Required work.
Only lines holding the word "with" should be copied from the material.
==============================
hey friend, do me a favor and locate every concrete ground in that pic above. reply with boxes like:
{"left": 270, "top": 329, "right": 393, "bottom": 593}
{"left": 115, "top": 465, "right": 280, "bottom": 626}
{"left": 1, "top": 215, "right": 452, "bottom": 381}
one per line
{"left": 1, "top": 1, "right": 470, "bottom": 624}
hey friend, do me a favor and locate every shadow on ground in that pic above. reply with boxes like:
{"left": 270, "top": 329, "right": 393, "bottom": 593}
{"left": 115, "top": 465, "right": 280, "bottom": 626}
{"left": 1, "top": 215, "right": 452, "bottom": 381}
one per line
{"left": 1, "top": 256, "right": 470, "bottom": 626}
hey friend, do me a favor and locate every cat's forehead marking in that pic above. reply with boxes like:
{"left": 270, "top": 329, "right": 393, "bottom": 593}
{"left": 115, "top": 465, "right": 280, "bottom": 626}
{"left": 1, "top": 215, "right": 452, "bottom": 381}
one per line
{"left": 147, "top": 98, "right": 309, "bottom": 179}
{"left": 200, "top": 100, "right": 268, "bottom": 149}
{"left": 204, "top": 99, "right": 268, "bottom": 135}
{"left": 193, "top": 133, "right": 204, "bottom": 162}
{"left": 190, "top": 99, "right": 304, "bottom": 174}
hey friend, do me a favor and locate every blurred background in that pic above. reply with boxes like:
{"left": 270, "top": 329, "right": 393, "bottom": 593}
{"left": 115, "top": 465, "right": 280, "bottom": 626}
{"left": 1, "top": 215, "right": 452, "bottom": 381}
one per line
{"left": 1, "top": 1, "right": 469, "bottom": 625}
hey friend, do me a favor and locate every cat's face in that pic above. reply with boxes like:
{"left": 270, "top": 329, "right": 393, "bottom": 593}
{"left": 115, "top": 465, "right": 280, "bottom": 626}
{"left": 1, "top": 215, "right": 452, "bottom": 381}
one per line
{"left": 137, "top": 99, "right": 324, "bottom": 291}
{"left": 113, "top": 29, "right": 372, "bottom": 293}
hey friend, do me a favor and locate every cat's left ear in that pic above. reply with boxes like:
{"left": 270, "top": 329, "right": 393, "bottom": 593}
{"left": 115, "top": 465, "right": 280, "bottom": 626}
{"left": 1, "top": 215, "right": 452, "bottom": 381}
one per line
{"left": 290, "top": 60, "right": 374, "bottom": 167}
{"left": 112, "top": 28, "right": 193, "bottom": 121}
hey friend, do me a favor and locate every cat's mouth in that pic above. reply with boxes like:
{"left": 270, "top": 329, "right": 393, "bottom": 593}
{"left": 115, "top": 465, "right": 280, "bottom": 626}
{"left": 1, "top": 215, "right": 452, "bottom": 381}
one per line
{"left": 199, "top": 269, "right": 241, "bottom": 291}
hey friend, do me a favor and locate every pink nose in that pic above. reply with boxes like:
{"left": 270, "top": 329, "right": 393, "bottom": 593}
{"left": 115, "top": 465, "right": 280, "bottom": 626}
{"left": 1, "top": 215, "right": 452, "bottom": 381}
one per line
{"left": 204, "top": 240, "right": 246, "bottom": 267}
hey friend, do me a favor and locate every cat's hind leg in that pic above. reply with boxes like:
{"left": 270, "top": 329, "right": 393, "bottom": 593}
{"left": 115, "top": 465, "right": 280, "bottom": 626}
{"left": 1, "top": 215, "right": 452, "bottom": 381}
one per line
==============================
Written reply.
hey friend, do me a favor and locate every concrete ground in that pic above. reply with boxes like:
hey friend, do me a favor and locate every shadow on ground in that pic above. reply with boxes like:
hey friend, do me a favor and locate every cat's forehead marking in that pic above. reply with boxes like:
hey friend, do me a favor and locate every blurred background in that pic above. reply with boxes like:
hey friend, do me a favor and locate every cat's face in that pic above. reply with boxes like:
hey friend, do me a favor and locate every cat's left ear in that pic above. reply with boxes like:
hey friend, do me a favor and locate every cat's mouth in that pic above. reply with boxes like:
hey friend, do me a favor and locate every pink nose in that pic above. reply with boxes like:
hey friend, do me a favor and locate every cat's hind leg in that pic above. reply with boxes like:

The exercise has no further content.